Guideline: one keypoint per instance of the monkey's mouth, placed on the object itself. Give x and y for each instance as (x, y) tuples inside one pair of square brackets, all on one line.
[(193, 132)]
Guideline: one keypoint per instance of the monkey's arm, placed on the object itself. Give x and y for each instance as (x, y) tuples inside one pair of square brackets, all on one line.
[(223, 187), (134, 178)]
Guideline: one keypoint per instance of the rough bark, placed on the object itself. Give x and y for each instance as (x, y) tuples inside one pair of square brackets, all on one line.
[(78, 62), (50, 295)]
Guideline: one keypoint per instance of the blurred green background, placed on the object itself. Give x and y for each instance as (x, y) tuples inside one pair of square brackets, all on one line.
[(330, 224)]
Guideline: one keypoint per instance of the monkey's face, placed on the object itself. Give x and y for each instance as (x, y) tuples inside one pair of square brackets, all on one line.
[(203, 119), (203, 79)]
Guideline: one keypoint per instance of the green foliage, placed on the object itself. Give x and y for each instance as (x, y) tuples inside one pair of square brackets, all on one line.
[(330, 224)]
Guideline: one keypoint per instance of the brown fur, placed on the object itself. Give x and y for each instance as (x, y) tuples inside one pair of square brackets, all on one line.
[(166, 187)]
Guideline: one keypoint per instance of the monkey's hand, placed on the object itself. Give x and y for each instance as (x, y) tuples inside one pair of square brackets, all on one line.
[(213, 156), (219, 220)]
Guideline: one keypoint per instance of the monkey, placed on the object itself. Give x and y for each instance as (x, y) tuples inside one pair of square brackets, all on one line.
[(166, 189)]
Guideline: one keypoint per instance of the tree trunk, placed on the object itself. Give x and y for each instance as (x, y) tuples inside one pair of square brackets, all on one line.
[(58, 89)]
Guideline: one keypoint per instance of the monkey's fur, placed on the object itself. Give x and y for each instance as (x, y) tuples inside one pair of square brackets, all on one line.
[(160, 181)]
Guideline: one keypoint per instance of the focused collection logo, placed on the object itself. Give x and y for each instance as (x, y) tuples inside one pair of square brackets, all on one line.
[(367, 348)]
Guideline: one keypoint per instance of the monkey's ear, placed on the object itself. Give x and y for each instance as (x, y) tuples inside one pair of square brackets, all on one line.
* * * * *
What you are asked to do => Your reply should be every line of the material, transcribed exactly.

Reply to the exercise =>
Guideline: one keypoint per instance of the monkey's mouth, placed on the object itself. Give x and y for each instance as (x, y) tuples inside one pair of square brackets, all on one line.
[(193, 132)]
Guideline: one keypoint per instance of the monkey's arm, placed on the object itself. Give x and y for each instance as (x, y) tuples inside one pair of square brackets, all on one line.
[(223, 187), (134, 178)]
Guideline: one keypoint per instance of the rough bark, placed on the object itself. Give x and y for each instance as (x, y) tuples inside one pair of square brackets, all on one line.
[(78, 62), (50, 295)]
Guideline: one keypoint per instance of the blurred green background, placed on the object itself. Give x and y for each instance as (x, y) tuples inside one pair of square brackets, all on one line.
[(330, 224)]
Guideline: one keypoint per instance of the monkey's face, placed on the object itself. Give x and y for each instance as (x, y) tuples inside one pair of square brackets, all on one line.
[(203, 119), (203, 79)]
Guideline: one keypoint per instance of the green foliage, placed on the object itself. Give x and y for each instance as (x, y) tuples inside one pair of square brackets, all on one line.
[(330, 224)]
Guideline: one keypoint per instance of the brown fur, placed on the object itself. Give x and y for each instance as (x, y) tuples inside one pair of square brackets, all on one line.
[(166, 187)]
Guideline: one keypoint per instance of the monkey's hand, placed on the object itself. Give x and y for each instance as (x, y) tuples inside one pair of square brackets, all on one line.
[(213, 156), (219, 220)]
Guideline: one keypoint per instance of the monkey, placed on the object itself. Give x and y for each instance as (x, y) tuples inside one pair of square brackets, all on one line.
[(166, 189)]
Guideline: one keypoint per instance of the tree trunk, placed on the object itself. Give x and y for each instance as (x, y) tuples inside one pair of square brackets, all on one line.
[(58, 89)]
Guideline: one keypoint per instance of the monkey's fur, placed on the object itself. Give x and y for each instance as (x, y) tuples inside one pair of square brackets, all on one line.
[(160, 181)]
Guideline: one keypoint per instance of the focused collection logo, placed on the object itself. Give x and y for each instance as (x, y) tuples inside one pair of square brackets, all on one line.
[(367, 348)]
Guideline: one keypoint per instance of the monkey's ear, placed on the object itself. Give x and y for each instance as (x, y) tuples inside one pair of square brackets, all on one line.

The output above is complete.